Listed entries ::
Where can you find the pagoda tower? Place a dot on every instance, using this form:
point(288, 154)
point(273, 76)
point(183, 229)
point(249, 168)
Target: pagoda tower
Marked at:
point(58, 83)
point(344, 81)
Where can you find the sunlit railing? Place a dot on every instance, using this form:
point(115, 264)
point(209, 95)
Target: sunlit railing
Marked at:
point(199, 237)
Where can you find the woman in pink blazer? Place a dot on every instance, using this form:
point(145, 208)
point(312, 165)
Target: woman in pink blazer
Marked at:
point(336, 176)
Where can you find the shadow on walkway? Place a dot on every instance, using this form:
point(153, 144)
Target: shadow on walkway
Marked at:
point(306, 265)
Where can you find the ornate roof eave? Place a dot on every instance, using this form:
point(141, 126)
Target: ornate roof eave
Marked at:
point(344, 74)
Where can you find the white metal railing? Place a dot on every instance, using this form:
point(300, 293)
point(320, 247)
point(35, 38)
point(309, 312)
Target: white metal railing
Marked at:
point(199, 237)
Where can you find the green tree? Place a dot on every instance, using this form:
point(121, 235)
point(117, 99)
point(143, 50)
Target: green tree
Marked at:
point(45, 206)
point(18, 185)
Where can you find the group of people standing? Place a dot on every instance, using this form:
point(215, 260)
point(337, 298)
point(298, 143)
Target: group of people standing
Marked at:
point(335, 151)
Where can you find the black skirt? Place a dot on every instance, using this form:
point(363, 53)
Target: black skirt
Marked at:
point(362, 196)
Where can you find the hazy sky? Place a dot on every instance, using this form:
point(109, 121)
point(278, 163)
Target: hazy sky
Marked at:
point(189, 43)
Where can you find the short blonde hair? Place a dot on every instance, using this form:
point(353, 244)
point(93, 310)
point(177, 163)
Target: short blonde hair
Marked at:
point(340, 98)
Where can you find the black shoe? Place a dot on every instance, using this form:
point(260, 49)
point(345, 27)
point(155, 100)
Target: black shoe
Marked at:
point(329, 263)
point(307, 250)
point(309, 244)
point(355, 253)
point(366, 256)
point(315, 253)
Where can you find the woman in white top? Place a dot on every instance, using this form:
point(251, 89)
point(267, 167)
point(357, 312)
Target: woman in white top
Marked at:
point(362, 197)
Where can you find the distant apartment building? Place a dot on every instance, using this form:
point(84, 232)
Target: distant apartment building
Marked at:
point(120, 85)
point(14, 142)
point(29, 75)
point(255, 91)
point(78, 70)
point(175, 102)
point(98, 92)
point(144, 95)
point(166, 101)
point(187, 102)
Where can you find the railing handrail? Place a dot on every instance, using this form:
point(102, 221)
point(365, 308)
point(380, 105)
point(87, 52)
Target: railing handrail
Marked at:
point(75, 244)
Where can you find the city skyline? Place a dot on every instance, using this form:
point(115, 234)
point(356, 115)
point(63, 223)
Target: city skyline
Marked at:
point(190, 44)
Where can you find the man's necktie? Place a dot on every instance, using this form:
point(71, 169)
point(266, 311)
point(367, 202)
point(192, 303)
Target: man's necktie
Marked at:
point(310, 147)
==
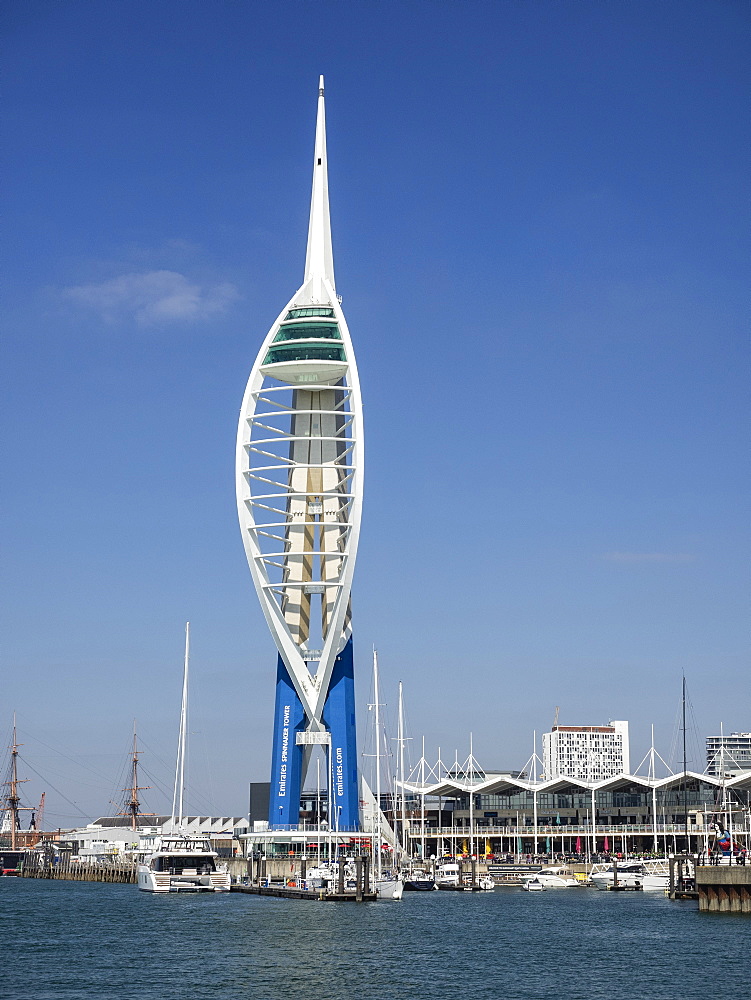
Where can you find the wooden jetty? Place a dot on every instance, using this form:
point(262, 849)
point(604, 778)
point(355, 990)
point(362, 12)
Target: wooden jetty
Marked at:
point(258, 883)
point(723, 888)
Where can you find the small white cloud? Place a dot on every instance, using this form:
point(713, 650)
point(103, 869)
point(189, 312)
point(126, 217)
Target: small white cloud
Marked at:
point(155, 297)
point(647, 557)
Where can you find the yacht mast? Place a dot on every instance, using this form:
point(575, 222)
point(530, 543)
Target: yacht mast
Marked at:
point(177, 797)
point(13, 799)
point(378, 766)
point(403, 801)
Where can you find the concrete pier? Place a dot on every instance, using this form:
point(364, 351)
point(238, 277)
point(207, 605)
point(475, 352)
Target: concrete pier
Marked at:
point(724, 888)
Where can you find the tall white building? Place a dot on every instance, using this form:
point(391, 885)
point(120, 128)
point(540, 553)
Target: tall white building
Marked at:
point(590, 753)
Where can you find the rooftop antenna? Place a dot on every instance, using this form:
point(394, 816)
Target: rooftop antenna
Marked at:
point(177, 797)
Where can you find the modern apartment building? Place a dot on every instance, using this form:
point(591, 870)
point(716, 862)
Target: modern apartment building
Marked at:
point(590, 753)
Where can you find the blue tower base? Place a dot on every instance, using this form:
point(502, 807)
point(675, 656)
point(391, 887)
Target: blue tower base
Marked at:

Direction :: Print the part of the material that opens with the line containing "Where can you find the pagoda" and closes with the line containing "point(344, 74)", both lines included, with every character unchanged.

Output for this exercise ::
Where can you find the pagoda tower? Place a dot on every instance, using this form:
point(288, 154)
point(273, 76)
point(183, 229)
point(249, 168)
Target: pagoda tower
Marked at:
point(58, 83)
point(344, 81)
Where can you find the sunlit railing? Place a dot on every instance, using this form:
point(115, 264)
point(209, 95)
Target: sunlit railing
Marked at:
point(199, 237)
Where can you find the woman in pink blazer? Place a dot on every instance, using this form:
point(145, 208)
point(312, 165)
Target: woman in pink blazer
Marked at:
point(336, 176)
Where can you find the shadow on walkway? Place a dot on every instance, using this form:
point(153, 144)
Target: shadow on walkway
Marked at:
point(306, 265)
Where can you find the ornate roof eave? Place a dot on every instance, using this form:
point(141, 126)
Target: ornate roof eave
Marked at:
point(344, 74)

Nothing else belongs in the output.